▶ [Provided records]
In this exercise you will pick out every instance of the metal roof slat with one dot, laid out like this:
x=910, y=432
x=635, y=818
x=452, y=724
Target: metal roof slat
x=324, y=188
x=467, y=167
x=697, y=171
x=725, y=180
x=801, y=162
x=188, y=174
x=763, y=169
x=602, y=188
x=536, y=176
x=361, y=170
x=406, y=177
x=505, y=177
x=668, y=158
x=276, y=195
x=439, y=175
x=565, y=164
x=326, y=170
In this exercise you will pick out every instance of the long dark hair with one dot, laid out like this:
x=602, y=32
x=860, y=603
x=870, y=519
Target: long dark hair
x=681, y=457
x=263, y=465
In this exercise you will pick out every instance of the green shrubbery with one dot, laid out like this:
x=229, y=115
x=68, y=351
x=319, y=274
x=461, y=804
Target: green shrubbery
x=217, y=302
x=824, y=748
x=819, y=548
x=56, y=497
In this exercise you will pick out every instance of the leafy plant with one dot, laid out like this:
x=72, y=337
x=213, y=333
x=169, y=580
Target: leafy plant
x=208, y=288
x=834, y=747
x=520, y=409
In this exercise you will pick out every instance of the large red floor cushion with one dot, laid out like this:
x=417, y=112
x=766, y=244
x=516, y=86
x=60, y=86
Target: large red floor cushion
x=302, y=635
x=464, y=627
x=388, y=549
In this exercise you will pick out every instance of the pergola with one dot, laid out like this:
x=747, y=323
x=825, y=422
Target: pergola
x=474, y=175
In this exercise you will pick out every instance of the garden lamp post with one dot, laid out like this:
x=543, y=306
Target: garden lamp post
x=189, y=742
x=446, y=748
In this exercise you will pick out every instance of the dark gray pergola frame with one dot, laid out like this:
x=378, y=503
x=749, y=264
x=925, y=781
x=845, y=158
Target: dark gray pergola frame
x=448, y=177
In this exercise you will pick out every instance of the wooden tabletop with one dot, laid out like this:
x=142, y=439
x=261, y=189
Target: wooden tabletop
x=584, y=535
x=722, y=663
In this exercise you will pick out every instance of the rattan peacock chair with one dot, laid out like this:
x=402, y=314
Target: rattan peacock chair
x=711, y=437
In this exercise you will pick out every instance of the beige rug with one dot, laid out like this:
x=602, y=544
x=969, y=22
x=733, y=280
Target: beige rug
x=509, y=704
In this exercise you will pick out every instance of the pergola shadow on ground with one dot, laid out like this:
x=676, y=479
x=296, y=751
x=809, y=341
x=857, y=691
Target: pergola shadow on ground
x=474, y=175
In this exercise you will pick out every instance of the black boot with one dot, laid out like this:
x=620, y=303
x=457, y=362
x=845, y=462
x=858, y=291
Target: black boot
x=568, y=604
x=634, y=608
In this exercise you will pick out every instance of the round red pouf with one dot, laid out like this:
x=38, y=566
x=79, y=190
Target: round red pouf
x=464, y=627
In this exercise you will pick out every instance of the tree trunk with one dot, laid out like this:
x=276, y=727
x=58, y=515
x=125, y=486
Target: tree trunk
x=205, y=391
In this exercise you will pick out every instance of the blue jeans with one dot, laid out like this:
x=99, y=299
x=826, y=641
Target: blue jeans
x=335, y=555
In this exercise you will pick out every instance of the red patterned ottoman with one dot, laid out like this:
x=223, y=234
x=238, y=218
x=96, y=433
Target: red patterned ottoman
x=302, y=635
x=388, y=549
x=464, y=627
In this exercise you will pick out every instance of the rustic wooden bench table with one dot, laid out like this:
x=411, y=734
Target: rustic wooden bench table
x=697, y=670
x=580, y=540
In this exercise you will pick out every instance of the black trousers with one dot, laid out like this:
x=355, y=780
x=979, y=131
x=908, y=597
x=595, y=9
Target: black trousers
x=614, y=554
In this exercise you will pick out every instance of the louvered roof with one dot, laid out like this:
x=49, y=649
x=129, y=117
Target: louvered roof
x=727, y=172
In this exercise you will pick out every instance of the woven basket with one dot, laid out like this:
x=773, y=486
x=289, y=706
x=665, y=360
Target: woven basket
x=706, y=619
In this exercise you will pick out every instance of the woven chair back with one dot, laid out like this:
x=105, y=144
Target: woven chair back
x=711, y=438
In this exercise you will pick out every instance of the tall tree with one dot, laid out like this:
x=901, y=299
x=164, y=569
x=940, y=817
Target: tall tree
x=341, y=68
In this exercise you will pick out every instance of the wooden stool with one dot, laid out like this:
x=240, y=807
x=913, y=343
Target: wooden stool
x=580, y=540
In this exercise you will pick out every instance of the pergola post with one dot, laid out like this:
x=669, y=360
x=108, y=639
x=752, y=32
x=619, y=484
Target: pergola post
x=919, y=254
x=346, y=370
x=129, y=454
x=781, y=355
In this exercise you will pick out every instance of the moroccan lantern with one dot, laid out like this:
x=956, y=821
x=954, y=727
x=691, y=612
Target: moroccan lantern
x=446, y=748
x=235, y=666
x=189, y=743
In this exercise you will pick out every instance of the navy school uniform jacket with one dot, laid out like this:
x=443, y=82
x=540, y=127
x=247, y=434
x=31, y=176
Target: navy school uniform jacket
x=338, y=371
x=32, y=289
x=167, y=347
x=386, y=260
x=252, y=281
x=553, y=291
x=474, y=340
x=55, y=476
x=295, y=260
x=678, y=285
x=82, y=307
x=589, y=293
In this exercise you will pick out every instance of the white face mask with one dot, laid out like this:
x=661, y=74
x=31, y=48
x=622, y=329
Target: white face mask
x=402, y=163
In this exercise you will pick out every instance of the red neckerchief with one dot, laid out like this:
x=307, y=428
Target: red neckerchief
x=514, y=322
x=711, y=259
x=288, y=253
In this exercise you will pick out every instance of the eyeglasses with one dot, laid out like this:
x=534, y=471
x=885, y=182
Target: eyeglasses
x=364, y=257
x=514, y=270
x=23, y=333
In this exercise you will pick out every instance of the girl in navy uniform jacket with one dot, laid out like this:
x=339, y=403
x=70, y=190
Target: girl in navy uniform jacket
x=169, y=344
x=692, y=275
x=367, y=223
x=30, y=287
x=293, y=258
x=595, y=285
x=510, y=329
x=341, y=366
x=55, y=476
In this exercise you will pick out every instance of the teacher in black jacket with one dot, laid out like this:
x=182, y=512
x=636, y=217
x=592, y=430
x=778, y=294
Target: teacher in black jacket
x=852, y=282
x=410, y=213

▶ [Task] Could you retype the entire listing exactly?

▶ [Output of the task]
In this exercise you will pick out every instance of the metal roof slat with one dot, laid out like this:
x=910, y=432
x=635, y=818
x=452, y=724
Target: metal roof slat
x=324, y=188
x=467, y=167
x=697, y=171
x=725, y=180
x=801, y=162
x=188, y=174
x=763, y=169
x=602, y=188
x=536, y=176
x=361, y=170
x=406, y=177
x=505, y=177
x=668, y=158
x=276, y=195
x=439, y=175
x=565, y=164
x=326, y=170
In this exercise you will pick out every instance of the long dark hair with one dot, laid out like this:
x=602, y=32
x=860, y=603
x=870, y=519
Target: long dark hair
x=681, y=457
x=263, y=465
In this exercise you will pick out every instance of the green shrubbery with one dot, laid out like this:
x=229, y=115
x=68, y=351
x=319, y=274
x=461, y=804
Target: green shrubbery
x=217, y=302
x=824, y=748
x=819, y=548
x=56, y=497
In this exercise you will pick out every instance of the leafy plant with one dot, laid out like this:
x=72, y=337
x=213, y=333
x=169, y=580
Target: leafy plant
x=208, y=288
x=834, y=747
x=520, y=409
In this exercise you will pick out every instance of the large red floor cushion with one dot, laid out like this:
x=417, y=112
x=766, y=244
x=516, y=86
x=60, y=86
Target: large red floor cushion
x=302, y=635
x=464, y=627
x=388, y=549
In this exercise you will pick out every instance of the pergola with one dot, laid out like this:
x=747, y=323
x=825, y=422
Target: pergola
x=474, y=175
In this exercise you will pick out every instance of the garden lamp post with one dot, laid out like this:
x=543, y=306
Target: garden lamp post
x=189, y=742
x=446, y=748
In this exercise you will pick out every instance of the dark gray pergola frame with one dot, laid out like this:
x=378, y=503
x=749, y=264
x=925, y=781
x=845, y=158
Target: dark gray pergola frame
x=448, y=177
In this exercise you will pick out every instance of the wooden tabletop with one dot, laid out like this:
x=142, y=439
x=261, y=189
Target: wooden tabletop
x=584, y=535
x=722, y=663
In this exercise you will pick out every instance of the rattan peacock chair with one dot, laid out like this:
x=402, y=314
Target: rattan peacock chair
x=711, y=437
In this exercise you will pick out every instance of the beige rug with one dot, laid out like this:
x=602, y=544
x=969, y=22
x=733, y=280
Target: beige rug
x=509, y=704
In this exercise you will pick out every instance of the pergola shadow on ground with one dot, laid out like this:
x=676, y=479
x=296, y=751
x=809, y=341
x=857, y=691
Target: pergola shadow on ground
x=474, y=175
In this exercise you will pick out every instance of the black boot with one dot, laid out like this:
x=620, y=303
x=457, y=362
x=845, y=462
x=858, y=291
Target: black boot
x=568, y=604
x=634, y=608
In this exercise you will pick out every instance of the round red pouf with one dot, laid out like this:
x=38, y=566
x=79, y=190
Target: round red pouf
x=464, y=627
In this exercise you will pick out every instance of the tree trunk with one dot, laid out like this:
x=276, y=727
x=58, y=515
x=125, y=486
Target: tree trunk
x=205, y=391
In this exercise you will pick out every instance of the blue jeans with one dot, laid out like this:
x=99, y=299
x=826, y=641
Target: blue jeans
x=335, y=555
In this exercise you will pick out every instance of the red patterned ottoman with one dot, laid out like this:
x=223, y=234
x=238, y=218
x=96, y=433
Target: red patterned ottoman
x=302, y=635
x=388, y=549
x=464, y=627
In this exercise you will pick out every instance of the rustic wooden bench table with one dot, laid out like this:
x=411, y=734
Target: rustic wooden bench table
x=697, y=670
x=580, y=540
In this exercise you will pick out every instance of the black trousers with one dot, laid out like this:
x=355, y=780
x=979, y=131
x=908, y=597
x=595, y=9
Target: black trousers
x=614, y=554
In this exercise you will pick out every instance of the louvered roof with one dot, laid out like this:
x=49, y=649
x=129, y=117
Target: louvered roof
x=727, y=172
In this exercise you will pick out every instance of the woven basket with one dot, laid out like this:
x=773, y=486
x=289, y=706
x=665, y=360
Target: woven basket
x=706, y=619
In this exercise you will pick out every instance of the woven chair back with one dot, laid out like this:
x=105, y=144
Target: woven chair back
x=711, y=438
In this exercise you will pick out every instance of the tall tree with one dot, laid out like this:
x=901, y=299
x=164, y=569
x=940, y=817
Target: tall tree
x=341, y=68
In this exercise you will pick out every instance of the wooden stool with one dot, laid out like this:
x=240, y=807
x=913, y=343
Target: wooden stool
x=580, y=540
In this exercise you will pick out every instance of the pergola post with one dot, laid out like this:
x=669, y=360
x=108, y=639
x=752, y=32
x=619, y=484
Target: pergola post
x=919, y=254
x=346, y=370
x=129, y=454
x=781, y=355
In this exercise you will pick out every instance of the moroccan lantern with one dot, laid out like this:
x=956, y=821
x=954, y=727
x=691, y=612
Target: moroccan lantern
x=446, y=748
x=235, y=666
x=189, y=743
In this exercise you will pick out every instance of the navy school uniform jacket with one dot, laid out like this:
x=443, y=82
x=540, y=127
x=247, y=434
x=31, y=176
Target: navy school uniform jacket
x=338, y=371
x=32, y=289
x=167, y=347
x=386, y=260
x=252, y=281
x=553, y=291
x=474, y=340
x=55, y=476
x=295, y=260
x=678, y=285
x=82, y=307
x=589, y=293
In this exercise you will pick out every instance of the white face mask with one dot, laid out like this:
x=661, y=74
x=31, y=48
x=622, y=329
Target: white face mask
x=402, y=163
In this exercise you will pick out every instance of the red neckerchief with one dot, laid out like this:
x=307, y=428
Target: red neckerchief
x=514, y=322
x=711, y=259
x=288, y=253
In this exercise you will pick out every instance of the eyeglasses with one dot, laid out like this:
x=534, y=471
x=885, y=182
Target: eyeglasses
x=364, y=257
x=514, y=270
x=23, y=333
In this exercise you will pick out every instance of the girl in navy uniform jacket with one dot, laid out like this:
x=339, y=403
x=70, y=190
Target: girl in navy uniform jacket
x=169, y=344
x=692, y=275
x=367, y=223
x=30, y=287
x=293, y=258
x=595, y=285
x=510, y=329
x=341, y=366
x=55, y=476
In this exercise you will pick out every instance of the teacher in black jacket with one dot, laid out like this:
x=182, y=512
x=636, y=217
x=592, y=430
x=778, y=294
Target: teacher in black jacket
x=852, y=282
x=410, y=213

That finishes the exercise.